• _Exercise objective_:
Copy out everything from the line that contains "the dark sleeve" down to the end of the items below, exactly as it appears, including both ends.

----------------

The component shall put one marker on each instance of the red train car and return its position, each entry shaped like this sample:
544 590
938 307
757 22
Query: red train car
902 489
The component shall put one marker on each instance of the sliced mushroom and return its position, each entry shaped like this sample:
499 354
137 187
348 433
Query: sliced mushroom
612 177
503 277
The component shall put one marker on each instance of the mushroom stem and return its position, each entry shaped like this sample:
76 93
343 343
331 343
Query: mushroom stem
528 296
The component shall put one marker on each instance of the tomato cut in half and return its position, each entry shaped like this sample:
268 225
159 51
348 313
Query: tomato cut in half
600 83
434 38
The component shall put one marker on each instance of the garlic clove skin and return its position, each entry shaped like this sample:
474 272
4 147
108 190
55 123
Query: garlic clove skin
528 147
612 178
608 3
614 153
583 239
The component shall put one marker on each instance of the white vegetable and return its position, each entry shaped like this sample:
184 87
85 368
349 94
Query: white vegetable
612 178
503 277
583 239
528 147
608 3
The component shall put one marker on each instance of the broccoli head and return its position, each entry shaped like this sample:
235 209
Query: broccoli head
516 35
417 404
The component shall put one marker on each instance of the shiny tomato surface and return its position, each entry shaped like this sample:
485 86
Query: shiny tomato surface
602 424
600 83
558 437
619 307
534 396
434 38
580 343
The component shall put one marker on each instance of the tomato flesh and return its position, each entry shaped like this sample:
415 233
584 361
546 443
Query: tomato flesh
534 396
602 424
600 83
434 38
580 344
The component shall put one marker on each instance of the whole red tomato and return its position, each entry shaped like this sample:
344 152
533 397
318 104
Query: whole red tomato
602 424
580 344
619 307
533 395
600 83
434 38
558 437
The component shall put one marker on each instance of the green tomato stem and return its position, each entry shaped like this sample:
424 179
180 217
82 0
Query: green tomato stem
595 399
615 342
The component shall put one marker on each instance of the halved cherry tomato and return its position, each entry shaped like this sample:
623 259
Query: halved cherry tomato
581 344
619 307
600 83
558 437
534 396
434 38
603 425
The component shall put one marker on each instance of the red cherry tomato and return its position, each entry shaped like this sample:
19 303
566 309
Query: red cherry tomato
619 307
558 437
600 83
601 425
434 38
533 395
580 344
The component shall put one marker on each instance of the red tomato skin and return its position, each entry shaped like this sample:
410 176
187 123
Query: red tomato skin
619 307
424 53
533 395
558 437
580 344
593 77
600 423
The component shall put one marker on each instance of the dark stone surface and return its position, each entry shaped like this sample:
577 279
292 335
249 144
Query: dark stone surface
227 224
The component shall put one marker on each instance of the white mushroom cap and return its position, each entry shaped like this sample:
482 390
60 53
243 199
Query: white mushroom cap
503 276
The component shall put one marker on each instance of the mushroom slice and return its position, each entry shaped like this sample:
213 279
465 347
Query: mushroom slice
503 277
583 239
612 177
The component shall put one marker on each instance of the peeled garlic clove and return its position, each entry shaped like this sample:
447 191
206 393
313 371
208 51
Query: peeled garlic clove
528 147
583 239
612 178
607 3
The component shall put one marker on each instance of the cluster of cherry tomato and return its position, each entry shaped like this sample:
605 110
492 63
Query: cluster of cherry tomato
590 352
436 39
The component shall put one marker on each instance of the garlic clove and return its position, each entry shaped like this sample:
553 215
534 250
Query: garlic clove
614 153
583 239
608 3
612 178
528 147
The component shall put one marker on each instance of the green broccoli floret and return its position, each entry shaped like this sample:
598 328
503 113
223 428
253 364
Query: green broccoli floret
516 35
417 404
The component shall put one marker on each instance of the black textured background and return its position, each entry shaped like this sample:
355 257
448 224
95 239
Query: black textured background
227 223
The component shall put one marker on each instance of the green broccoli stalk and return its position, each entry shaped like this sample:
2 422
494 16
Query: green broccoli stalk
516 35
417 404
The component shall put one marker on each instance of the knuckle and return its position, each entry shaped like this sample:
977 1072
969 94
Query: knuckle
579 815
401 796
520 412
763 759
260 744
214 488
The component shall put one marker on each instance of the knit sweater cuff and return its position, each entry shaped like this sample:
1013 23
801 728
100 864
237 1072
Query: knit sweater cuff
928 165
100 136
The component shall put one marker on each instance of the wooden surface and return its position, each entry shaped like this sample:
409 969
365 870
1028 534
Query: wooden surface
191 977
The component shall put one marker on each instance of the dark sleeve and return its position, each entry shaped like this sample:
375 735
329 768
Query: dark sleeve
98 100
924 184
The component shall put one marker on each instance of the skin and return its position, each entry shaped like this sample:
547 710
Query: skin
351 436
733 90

----------------

• _Result_:
The component shall put one marker on each instance of the dark sleeve and return its position, each entry shaped like this sample:
375 735
329 768
Query: dark sleeve
98 100
924 184
The component shall put one marker on each instance of the skin and return its position, each entry shaped like this sample:
547 710
Query: skin
351 436
733 90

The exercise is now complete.